Image-grounded pointing data:
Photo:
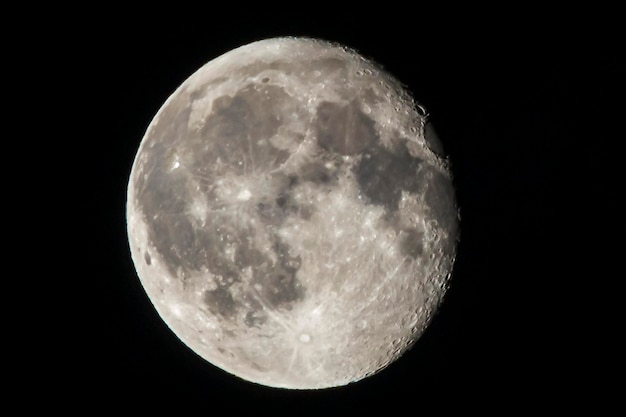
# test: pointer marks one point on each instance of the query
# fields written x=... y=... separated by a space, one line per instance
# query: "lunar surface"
x=291 y=214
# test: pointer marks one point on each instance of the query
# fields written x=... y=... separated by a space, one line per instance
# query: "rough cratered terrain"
x=288 y=218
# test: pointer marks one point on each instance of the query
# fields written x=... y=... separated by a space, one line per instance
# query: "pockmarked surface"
x=291 y=214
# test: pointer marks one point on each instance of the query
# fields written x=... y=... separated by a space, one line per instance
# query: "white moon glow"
x=290 y=215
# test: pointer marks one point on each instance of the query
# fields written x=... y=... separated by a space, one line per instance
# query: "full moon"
x=291 y=214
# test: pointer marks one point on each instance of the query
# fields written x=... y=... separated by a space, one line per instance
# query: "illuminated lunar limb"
x=291 y=214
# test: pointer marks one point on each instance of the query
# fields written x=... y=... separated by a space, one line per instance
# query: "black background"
x=520 y=105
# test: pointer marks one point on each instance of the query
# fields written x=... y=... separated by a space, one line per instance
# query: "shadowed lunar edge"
x=220 y=195
x=238 y=123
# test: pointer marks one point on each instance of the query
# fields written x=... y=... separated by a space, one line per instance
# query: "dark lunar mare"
x=230 y=142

Work instructions: Could you restate each record word for word, keeping the pictures out?

Answer space:
Photo:
# test: pointer marks one point on each instance of the query
# fields written x=... y=... separated by a space, one line per instance
# query: "lunar surface"
x=291 y=214
# test: pointer marks one point on each instance of the query
# fields written x=... y=... separated by a space, one line per instance
# query: "rough cratered terrain"
x=288 y=218
# test: pointer marks one point on each instance of the query
# fields written x=... y=... separated by a space, one line per instance
# query: "pockmarked surface"
x=291 y=214
# test: pointer marks one point on each instance of the query
# fields written x=... y=... separated by a space, one line per instance
# query: "white moon glow"
x=290 y=215
# test: pointer marks one point on each instance of the query
# fields written x=... y=... separated by a space, one line per instance
# query: "full moon"
x=291 y=214
# test: pointer marks one point on each instance of the query
# fields written x=... y=... separated by a space, one line per instance
# query: "illuminated lunar limb"
x=291 y=214
# test: pointer marks one point on each instance of the query
# fields written x=... y=... separated by a space, one line per instance
# query: "black background"
x=520 y=105
# test: pointer marks one point on each instance of the query
# fields written x=... y=... separated by a space, one line per instance
# query: "shadowed lunar edge"
x=220 y=195
x=238 y=123
# test: pointer marks one point on each instance of the query
# fields written x=... y=... separated by a space, one line per instance
# query: "dark lunar mare"
x=230 y=142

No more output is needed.